Copy every line of the material below, changing nothing.

[Begin Data extract]

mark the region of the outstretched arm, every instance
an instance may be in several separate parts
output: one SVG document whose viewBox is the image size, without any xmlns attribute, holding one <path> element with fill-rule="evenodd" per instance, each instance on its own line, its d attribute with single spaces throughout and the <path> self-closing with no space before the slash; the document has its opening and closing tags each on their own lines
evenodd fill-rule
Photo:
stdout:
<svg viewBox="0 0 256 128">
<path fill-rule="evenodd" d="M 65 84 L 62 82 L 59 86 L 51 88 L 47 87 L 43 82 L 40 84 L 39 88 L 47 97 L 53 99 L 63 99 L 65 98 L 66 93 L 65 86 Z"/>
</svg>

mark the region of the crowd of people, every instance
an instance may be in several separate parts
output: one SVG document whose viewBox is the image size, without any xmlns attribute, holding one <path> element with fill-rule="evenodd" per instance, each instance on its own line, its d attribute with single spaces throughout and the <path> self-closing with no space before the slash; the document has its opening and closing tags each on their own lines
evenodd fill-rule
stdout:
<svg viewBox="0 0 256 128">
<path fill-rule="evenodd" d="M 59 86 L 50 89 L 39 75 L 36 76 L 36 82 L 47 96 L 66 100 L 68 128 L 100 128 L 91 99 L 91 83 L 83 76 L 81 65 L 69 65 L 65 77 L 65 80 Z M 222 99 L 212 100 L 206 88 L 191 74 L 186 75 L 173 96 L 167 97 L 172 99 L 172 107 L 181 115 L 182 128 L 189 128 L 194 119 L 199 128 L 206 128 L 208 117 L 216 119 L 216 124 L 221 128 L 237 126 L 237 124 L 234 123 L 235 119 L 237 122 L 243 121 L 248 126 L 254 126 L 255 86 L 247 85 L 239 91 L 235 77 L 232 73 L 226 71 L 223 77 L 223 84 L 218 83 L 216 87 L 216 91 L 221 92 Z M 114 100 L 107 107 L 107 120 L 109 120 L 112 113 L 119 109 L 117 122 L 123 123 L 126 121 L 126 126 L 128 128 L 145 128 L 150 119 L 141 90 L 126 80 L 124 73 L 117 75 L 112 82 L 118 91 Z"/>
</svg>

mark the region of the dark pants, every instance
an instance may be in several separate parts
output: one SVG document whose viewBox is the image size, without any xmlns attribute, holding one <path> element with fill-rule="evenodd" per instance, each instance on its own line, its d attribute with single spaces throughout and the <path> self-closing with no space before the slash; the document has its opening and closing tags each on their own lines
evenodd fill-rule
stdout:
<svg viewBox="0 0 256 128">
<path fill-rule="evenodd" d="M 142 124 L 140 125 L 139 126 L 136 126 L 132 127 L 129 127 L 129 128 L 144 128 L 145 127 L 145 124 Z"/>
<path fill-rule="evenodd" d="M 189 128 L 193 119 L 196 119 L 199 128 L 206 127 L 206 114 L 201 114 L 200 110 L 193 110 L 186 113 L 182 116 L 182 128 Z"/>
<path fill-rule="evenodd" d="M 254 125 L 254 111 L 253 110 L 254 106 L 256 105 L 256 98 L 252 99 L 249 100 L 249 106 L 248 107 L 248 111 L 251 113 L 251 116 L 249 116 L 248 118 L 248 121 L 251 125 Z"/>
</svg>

[End Data extract]

Written answer:
mark the region of the outstretched arm, every instance
an instance may be in several separate parts
output: one SVG document whose viewBox is the image size, without any xmlns attribute, holding one <path> element with fill-rule="evenodd" per instance, each instance on its own line, its d attribute with single spaces throughout and the <path> self-closing with no space before the slash; the document has its opening and closing tags each on their own lines
evenodd fill-rule
Photo:
stdout:
<svg viewBox="0 0 256 128">
<path fill-rule="evenodd" d="M 65 84 L 62 82 L 59 86 L 51 88 L 47 87 L 43 82 L 40 84 L 39 88 L 47 97 L 53 99 L 63 99 L 65 98 L 66 93 L 65 86 Z"/>
</svg>

mark the region of the crowd of people, every instance
an instance may be in several separate parts
output: one SVG document whose viewBox is the image size, without any xmlns attribute, holding one <path> element with fill-rule="evenodd" per instance, each instance on its own line, its d attribute with single spaces throughout and the <path> self-closing with no space before the slash; the document has its opening and closing tags each on their own lines
evenodd fill-rule
stdout:
<svg viewBox="0 0 256 128">
<path fill-rule="evenodd" d="M 59 86 L 50 89 L 39 75 L 36 76 L 36 82 L 47 96 L 66 100 L 68 128 L 100 128 L 91 99 L 91 83 L 83 76 L 81 65 L 69 65 L 65 77 L 65 80 Z M 222 99 L 212 100 L 206 88 L 191 74 L 186 75 L 173 96 L 167 97 L 172 99 L 172 107 L 181 115 L 182 128 L 189 128 L 194 119 L 199 128 L 206 128 L 208 117 L 216 119 L 216 124 L 221 128 L 237 126 L 237 124 L 234 123 L 235 119 L 237 122 L 243 121 L 248 126 L 254 126 L 255 86 L 247 85 L 239 91 L 235 77 L 232 73 L 226 71 L 223 77 L 223 84 L 218 83 L 216 87 L 216 91 L 221 92 Z M 114 100 L 107 107 L 107 120 L 109 120 L 112 113 L 119 109 L 117 122 L 123 123 L 126 121 L 126 126 L 128 128 L 145 128 L 150 119 L 141 90 L 126 80 L 124 73 L 117 75 L 112 82 L 118 91 Z"/>
</svg>

mark the region of the dark pants, every instance
an instance may be in several separate parts
output: one SVG document whose viewBox is the image size, without any xmlns attribute, holding one <path> element with fill-rule="evenodd" per instance, each instance on its own line, its d attribute with single spaces throughout and the <path> self-closing with no space before the slash; the document has its opening and closing tags each on their own lines
evenodd fill-rule
stdout:
<svg viewBox="0 0 256 128">
<path fill-rule="evenodd" d="M 142 124 L 140 125 L 139 126 L 136 126 L 132 127 L 129 127 L 129 128 L 144 128 L 145 127 L 145 124 Z"/>
<path fill-rule="evenodd" d="M 189 128 L 193 119 L 196 119 L 199 128 L 206 127 L 206 114 L 201 114 L 200 110 L 193 110 L 186 113 L 182 116 L 182 128 Z"/>
<path fill-rule="evenodd" d="M 254 125 L 254 111 L 253 110 L 254 106 L 256 105 L 256 98 L 252 99 L 249 100 L 249 106 L 248 107 L 248 111 L 251 113 L 251 116 L 249 116 L 248 118 L 248 121 L 251 125 Z"/>
</svg>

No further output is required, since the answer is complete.